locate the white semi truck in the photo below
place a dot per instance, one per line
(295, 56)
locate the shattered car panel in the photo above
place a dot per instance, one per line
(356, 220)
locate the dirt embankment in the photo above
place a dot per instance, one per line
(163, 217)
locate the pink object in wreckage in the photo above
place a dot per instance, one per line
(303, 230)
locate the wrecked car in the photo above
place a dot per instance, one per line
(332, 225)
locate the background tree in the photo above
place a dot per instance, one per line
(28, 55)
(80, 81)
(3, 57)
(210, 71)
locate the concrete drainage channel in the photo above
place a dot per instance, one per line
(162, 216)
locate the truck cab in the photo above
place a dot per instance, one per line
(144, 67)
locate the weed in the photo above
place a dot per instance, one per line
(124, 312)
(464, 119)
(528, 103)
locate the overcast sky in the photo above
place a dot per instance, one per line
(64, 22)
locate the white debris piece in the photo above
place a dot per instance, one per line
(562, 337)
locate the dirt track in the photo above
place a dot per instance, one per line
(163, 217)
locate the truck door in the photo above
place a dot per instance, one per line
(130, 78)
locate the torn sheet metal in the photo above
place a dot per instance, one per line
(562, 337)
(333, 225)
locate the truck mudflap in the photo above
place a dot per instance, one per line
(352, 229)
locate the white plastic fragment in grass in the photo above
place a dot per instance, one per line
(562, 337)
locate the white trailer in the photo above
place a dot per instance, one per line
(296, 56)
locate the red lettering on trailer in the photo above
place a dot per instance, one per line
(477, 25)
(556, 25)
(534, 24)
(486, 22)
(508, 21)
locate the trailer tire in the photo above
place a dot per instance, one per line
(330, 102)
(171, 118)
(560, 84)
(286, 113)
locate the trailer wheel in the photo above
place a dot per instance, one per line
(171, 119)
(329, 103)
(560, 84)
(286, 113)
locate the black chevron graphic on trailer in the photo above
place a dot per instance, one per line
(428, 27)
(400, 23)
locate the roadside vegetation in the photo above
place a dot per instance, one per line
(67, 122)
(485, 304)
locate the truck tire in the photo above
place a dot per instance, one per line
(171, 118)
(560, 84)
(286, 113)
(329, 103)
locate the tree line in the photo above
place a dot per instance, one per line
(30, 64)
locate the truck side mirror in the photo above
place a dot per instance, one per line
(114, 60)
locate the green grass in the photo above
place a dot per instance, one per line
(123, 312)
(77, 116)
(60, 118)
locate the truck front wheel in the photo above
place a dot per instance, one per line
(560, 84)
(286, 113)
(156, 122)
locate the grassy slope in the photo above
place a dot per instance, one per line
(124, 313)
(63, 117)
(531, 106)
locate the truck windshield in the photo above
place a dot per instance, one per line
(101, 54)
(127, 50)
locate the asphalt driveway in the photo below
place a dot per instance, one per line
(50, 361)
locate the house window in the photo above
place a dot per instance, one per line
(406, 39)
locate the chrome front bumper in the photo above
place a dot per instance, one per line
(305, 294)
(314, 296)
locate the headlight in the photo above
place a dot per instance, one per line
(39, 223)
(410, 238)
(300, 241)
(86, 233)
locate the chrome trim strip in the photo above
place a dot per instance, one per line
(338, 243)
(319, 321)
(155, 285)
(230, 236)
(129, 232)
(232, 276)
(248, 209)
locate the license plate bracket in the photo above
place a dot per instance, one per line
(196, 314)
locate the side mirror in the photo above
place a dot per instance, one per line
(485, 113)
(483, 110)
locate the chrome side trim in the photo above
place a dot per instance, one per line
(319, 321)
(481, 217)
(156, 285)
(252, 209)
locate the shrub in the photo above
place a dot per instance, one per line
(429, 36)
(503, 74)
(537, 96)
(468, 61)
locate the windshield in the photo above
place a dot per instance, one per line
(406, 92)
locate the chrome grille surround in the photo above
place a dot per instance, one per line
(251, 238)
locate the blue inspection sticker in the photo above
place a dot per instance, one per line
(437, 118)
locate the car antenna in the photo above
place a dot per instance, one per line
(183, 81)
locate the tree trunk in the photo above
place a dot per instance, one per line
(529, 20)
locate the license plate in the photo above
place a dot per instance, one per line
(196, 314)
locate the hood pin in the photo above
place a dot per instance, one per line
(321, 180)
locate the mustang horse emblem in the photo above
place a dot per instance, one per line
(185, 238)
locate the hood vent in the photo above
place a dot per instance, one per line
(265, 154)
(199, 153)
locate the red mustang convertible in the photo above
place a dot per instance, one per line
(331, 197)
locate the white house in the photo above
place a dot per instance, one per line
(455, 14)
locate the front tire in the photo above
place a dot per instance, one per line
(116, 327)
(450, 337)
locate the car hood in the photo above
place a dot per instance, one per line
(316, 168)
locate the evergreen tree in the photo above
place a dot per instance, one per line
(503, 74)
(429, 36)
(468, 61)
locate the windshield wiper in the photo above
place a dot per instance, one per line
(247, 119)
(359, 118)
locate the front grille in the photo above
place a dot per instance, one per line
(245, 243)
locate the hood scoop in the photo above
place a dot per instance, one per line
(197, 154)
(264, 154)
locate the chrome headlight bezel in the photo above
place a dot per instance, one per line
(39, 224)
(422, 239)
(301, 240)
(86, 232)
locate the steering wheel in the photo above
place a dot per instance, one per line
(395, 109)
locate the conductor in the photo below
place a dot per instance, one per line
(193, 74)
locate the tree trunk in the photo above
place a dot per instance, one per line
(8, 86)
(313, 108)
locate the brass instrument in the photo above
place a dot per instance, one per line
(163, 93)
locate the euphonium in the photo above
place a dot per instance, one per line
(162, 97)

_ _ _ _

TASK INSTRUCTIONS — Copy all of the records above verbatim, line by line, with no changes to wording, numbers, or punctuation.

PROBLEM SOLUTION —
locate the white semi truck in the photo below
place a dot per instance, one per line
(295, 56)
locate the shattered car panel in the photo above
place a dot per instance, one per line
(356, 220)
locate the dirt embankment in the photo above
place a dot per instance, one per line
(163, 217)
locate the pink object in wreckage in the photo above
place a dot per instance, one per line
(303, 230)
locate the wrecked car in the photo above
place a dot per instance, one per line
(332, 225)
locate the background tree in the photo above
place a dot per instance, one per line
(28, 55)
(80, 81)
(3, 57)
(210, 71)
locate the concrete drainage channel in the photo above
place a dot per instance, one per line
(162, 216)
locate the truck cab in the photo above
place a dot per instance, one per line
(144, 67)
locate the weed in the photo above
place a dot per instance, one per line
(124, 312)
(464, 119)
(528, 103)
locate the overcast sky in the photo above
place a dot per instance, one per line
(64, 22)
locate the white debris piece in the photo above
place a dot per instance, one per line
(562, 337)
locate the dirt track in the photo above
place a dot per instance, one per line
(163, 217)
locate the truck door in the photo above
place a dot per instance, one per line
(130, 78)
locate the torn sheet metal in the photo above
place a dot per instance, one per line
(562, 337)
(333, 225)
locate the truck mudflap in the photo above
place a dot per instance, one per line
(352, 229)
locate the white plastic fragment in grass in the photo above
place a dot per instance, one per line
(562, 337)
locate the white trailer in the photo above
place a dot per instance, one per line
(296, 56)
locate the red lettering on trailer in the photo above
place a dot per instance, one per line
(477, 25)
(556, 25)
(534, 24)
(486, 22)
(508, 21)
locate the trailer tire in the photo above
place a dot per instance, one per line
(330, 102)
(171, 118)
(560, 84)
(286, 113)
locate the trailer wheel in the photo above
place a dot per instance, one per line
(171, 119)
(329, 103)
(560, 84)
(286, 113)
locate the black chevron graphic on trailer in the photo above
place a dot per instance, one per line
(428, 27)
(400, 23)
locate the roadside vegetation in the photo above
place a dot per instance, one per line
(67, 122)
(485, 304)
locate the truck tire in the photo above
place a dot per instance, one per line
(171, 118)
(560, 84)
(286, 113)
(329, 103)
locate the tree line in the photo above
place a dot per instance, one per line
(30, 64)
locate the truck side mirror in the photo above
place a dot per instance, one per line
(114, 60)
locate the green grass in the photo above
place a dot per instance, one per line
(123, 312)
(77, 116)
(60, 118)
locate the truck front wheel in the photo above
place a dot per instance, one per line
(560, 84)
(286, 113)
(156, 122)
locate the grassy slope in the photo above
place a dot per instance, one per line
(124, 313)
(63, 117)
(531, 106)
locate the truck windshield in the photo above
place a dot per instance, one per line
(101, 54)
(127, 50)
locate the asphalt driveway in the photo below
place a dot per instance, one per line
(50, 361)
locate the house window in the photo above
place a dot per instance, one per line
(406, 39)
locate the chrome front bumper in the photo above
place a dot per instance, one per line
(305, 294)
(314, 296)
locate the headlight in the photo above
place a dot per instance, one per line
(39, 223)
(410, 238)
(300, 241)
(86, 233)
locate the chrome trim strip in the photo above
place a dot per instance, one per line
(338, 243)
(319, 321)
(155, 285)
(230, 236)
(129, 232)
(232, 276)
(248, 209)
locate the license plate bracket in the photo above
place a dot per instance, one per line
(196, 314)
locate the side mirror in the photo above
place a dot per instance, one per line
(485, 113)
(483, 110)
locate the chrome side trim in the photo above
place a dot per instance, one per line
(319, 321)
(481, 217)
(156, 285)
(252, 209)
locate the shrub in the photo above
place a dot per instance, one per line
(429, 36)
(503, 74)
(537, 96)
(468, 61)
locate the windshield in the photo above
place a dot per instance, one per line
(406, 92)
locate the chrome grille surround in the photo above
place a dot per instance, one per line
(251, 238)
locate the blue inspection sticker in the photo above
place a dot per instance, one per line
(437, 118)
locate the car antenna in the photo above
place a dot per instance, one per line
(183, 81)
locate the tree trunk in the photo above
place a dot per instance, one per line
(529, 20)
locate the license plate in the photo above
place a dot per instance, one per line
(196, 314)
locate the hood pin in the photo above
place a dot per instance, one per line
(321, 180)
locate the mustang horse emblem in the photo above
place a dot per instance, one per line
(185, 238)
locate the hood vent in the photo above
place a dot per instance, one per line
(265, 154)
(199, 153)
locate the red mustang convertible in the photo above
place a dot per instance, one per line
(331, 197)
locate the white house in the photo above
place a dot per instance, one per line
(455, 14)
locate the front tire in the photo above
place a dot per instance, one per line
(116, 327)
(450, 337)
locate the car hood in the photo above
place a dot per instance, one per line
(316, 168)
locate the evergreen tree in the photo above
place a dot per instance, one per line
(503, 74)
(429, 36)
(468, 61)
locate the windshield wiper in the photo above
place a dot per instance, one per line
(247, 119)
(359, 118)
locate the front grille in the photo above
place a dot per instance, one per line
(245, 243)
locate the hood scoop in the photo above
place a dot per instance, one per line
(197, 154)
(264, 154)
locate the chrome headlight bezel in the photo above
place a dot per instance, one per line
(39, 224)
(422, 239)
(301, 240)
(86, 232)
locate the steering wheel in the photo above
place a dot per instance, one per line
(395, 109)
locate the conductor in the photo below
place a dot per instance, one per line
(193, 74)
locate the tree trunk in the photo above
place a dot per instance, one per line
(8, 86)
(313, 108)
locate the brass instrument in the photo above
place a dot per instance, one per line
(163, 93)
locate the euphonium in the photo above
place a dot per instance, one per line
(162, 97)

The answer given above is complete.